╭─ ENTRIES PROVIDED
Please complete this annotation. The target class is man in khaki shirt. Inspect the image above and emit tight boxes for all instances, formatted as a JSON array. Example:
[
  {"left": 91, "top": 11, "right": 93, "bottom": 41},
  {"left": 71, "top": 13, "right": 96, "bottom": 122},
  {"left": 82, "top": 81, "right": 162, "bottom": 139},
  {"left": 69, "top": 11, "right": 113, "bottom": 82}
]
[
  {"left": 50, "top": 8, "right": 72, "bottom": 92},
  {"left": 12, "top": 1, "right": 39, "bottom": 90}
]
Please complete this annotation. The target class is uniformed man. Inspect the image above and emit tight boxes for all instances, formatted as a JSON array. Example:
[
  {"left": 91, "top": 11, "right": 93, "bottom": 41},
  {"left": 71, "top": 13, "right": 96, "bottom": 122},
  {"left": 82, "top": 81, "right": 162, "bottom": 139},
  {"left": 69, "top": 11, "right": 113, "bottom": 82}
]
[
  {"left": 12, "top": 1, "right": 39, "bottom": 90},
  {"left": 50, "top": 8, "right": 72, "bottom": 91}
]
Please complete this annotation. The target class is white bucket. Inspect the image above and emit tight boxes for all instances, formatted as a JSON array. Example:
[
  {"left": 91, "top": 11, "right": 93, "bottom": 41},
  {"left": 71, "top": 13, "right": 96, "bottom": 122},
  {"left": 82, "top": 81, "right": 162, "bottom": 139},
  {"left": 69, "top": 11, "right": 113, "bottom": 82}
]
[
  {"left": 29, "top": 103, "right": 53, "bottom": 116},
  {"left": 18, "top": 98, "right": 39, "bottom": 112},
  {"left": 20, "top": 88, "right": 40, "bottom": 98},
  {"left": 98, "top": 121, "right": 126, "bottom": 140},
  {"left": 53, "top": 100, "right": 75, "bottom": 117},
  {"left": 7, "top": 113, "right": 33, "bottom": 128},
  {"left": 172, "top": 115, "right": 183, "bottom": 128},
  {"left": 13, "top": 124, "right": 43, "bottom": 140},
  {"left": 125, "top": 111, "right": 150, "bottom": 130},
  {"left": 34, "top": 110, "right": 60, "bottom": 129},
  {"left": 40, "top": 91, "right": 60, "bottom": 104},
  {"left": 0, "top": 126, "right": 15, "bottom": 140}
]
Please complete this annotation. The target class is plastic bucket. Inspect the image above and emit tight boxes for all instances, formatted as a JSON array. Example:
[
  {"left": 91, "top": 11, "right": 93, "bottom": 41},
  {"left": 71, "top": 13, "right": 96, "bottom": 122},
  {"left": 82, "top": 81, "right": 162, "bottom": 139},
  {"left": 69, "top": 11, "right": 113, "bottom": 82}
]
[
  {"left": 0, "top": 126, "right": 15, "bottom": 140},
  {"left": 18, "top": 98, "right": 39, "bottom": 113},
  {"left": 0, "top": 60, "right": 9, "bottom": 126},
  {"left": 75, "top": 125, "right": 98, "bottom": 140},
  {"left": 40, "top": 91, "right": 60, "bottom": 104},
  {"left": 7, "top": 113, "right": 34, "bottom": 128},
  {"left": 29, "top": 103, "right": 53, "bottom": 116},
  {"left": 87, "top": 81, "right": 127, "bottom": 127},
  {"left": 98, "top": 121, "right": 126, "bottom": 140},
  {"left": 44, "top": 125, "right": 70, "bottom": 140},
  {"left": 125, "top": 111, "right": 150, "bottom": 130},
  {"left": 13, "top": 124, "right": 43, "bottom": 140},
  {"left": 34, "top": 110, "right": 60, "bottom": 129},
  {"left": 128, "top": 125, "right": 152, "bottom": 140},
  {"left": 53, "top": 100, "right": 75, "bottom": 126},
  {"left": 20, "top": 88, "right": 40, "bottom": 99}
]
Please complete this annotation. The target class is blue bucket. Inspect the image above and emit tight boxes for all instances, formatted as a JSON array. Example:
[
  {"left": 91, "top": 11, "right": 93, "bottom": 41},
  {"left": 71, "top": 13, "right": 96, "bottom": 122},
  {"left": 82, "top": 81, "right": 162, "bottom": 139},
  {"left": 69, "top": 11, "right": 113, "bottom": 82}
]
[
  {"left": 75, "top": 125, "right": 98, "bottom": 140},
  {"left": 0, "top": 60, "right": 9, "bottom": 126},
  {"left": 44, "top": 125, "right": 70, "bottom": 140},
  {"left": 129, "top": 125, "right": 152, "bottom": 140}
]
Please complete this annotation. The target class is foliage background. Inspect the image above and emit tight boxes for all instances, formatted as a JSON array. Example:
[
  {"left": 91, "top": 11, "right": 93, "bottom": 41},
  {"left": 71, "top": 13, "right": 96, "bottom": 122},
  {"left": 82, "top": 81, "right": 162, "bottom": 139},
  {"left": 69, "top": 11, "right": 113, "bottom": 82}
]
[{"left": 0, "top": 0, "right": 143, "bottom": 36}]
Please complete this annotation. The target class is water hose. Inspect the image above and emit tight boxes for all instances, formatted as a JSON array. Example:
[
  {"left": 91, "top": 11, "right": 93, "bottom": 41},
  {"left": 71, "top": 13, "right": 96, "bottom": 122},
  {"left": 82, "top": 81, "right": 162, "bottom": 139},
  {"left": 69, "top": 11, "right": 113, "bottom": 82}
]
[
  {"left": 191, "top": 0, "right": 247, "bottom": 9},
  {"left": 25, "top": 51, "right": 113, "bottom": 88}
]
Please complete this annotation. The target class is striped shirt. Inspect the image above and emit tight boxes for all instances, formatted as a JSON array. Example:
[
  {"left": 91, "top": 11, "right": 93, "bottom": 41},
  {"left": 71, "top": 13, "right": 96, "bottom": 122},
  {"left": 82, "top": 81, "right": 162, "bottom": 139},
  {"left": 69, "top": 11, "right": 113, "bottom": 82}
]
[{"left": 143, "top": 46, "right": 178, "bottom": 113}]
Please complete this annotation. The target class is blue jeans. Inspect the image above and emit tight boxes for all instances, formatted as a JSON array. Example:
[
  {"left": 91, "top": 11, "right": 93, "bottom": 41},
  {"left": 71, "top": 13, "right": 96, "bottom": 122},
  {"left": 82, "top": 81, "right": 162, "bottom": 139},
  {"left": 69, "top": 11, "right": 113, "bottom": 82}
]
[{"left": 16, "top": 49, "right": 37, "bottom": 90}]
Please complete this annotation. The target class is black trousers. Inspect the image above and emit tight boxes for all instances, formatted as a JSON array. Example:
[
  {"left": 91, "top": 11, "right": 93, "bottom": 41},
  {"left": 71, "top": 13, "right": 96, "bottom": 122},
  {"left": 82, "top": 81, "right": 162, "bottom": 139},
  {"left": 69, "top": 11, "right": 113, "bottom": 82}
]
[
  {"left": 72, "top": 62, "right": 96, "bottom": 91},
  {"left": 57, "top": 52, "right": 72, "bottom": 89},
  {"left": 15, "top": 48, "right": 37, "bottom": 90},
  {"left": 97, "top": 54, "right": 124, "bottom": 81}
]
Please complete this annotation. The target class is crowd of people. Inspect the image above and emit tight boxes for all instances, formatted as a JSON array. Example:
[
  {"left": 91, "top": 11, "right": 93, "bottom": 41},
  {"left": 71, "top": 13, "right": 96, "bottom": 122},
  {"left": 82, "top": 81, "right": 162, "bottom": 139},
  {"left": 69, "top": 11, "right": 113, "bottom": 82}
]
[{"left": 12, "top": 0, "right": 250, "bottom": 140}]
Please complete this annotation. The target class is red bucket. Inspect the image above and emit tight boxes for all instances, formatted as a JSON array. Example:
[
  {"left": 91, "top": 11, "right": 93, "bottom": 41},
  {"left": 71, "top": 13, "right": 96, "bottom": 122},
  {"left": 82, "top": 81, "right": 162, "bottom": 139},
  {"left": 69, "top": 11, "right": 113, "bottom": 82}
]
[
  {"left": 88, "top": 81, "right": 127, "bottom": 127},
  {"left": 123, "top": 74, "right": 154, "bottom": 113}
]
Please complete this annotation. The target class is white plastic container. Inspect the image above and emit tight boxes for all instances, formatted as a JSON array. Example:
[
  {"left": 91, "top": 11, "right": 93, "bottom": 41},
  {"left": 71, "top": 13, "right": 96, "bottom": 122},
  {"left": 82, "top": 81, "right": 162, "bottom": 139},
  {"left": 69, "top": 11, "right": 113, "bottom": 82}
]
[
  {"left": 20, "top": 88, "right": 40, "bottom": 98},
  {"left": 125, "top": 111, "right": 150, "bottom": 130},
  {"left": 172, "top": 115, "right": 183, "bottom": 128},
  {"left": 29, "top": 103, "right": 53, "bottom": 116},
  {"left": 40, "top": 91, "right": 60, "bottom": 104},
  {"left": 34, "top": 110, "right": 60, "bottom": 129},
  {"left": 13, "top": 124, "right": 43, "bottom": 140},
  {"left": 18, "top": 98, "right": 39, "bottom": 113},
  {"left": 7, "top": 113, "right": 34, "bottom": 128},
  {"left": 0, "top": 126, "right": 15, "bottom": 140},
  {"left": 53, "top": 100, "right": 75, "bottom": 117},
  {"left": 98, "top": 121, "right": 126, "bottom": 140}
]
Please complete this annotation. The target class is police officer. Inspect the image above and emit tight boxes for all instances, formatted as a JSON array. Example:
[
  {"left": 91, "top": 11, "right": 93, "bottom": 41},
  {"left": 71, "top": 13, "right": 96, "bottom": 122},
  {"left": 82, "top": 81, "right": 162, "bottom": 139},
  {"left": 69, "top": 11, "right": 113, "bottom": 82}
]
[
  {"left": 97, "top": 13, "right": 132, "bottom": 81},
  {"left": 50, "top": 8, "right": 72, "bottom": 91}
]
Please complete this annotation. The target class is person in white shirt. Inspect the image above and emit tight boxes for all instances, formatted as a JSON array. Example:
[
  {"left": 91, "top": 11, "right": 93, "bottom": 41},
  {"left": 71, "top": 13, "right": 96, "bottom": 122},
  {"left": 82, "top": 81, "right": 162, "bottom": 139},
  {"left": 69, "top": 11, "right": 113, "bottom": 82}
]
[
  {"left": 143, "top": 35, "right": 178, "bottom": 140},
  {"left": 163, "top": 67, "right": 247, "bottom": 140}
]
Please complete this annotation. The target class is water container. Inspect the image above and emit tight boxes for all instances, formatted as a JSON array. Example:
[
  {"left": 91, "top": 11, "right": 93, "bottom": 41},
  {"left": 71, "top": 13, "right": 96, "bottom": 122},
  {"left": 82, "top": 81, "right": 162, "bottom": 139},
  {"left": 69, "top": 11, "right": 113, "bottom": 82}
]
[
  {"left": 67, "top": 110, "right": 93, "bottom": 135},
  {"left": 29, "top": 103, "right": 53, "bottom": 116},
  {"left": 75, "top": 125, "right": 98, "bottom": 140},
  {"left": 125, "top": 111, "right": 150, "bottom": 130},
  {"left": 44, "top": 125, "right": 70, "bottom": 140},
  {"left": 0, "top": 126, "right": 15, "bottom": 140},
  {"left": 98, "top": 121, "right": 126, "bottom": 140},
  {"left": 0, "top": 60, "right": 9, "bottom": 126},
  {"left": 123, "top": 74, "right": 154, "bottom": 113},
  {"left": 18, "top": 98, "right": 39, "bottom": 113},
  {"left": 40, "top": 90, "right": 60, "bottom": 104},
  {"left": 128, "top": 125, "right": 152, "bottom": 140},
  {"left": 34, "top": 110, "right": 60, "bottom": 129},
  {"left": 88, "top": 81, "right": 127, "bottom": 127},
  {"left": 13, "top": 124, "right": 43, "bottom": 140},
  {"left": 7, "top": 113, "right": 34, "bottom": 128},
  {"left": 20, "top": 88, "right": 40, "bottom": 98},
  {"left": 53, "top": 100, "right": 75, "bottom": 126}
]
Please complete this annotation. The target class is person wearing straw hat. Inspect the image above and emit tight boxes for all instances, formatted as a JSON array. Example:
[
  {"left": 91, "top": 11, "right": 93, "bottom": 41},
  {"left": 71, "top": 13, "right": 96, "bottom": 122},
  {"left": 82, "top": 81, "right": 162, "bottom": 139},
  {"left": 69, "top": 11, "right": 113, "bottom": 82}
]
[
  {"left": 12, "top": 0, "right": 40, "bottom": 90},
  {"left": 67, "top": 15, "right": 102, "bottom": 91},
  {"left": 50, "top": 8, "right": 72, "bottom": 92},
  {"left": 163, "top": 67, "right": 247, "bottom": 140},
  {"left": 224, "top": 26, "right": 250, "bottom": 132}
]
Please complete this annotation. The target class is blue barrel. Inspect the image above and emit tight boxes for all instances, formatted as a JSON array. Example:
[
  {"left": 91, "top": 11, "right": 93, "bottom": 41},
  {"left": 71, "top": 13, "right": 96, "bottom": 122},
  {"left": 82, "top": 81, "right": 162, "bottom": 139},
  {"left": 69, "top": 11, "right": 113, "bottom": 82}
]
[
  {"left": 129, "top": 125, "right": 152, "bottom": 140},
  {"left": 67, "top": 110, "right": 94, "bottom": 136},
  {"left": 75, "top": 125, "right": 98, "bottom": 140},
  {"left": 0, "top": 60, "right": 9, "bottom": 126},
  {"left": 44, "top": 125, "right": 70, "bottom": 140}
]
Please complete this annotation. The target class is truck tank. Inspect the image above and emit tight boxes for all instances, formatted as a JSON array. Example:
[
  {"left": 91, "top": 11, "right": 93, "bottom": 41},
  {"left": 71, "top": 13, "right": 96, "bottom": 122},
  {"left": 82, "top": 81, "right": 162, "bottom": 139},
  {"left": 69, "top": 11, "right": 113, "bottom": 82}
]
╰─
Put the stretch from the line containing "Please complete this annotation. The target class is truck" through the end of the data into a Markdown table with the columns Row and Text, one numbered row per line. Leave out blank lines.

OUTPUT FOR THIS EXERCISE
| Row | Text |
|---|---|
| 1 | Please complete this annotation. The target class is truck tank. Inspect the image above and emit tight boxes for all instances, formatted as a JSON array. Example: |
| 2 | [ |
| 3 |   {"left": 91, "top": 11, "right": 93, "bottom": 41}, |
| 4 |   {"left": 71, "top": 13, "right": 96, "bottom": 122}, |
| 5 |   {"left": 82, "top": 81, "right": 162, "bottom": 139}, |
| 6 |   {"left": 69, "top": 11, "right": 113, "bottom": 82} |
| 7 | ] |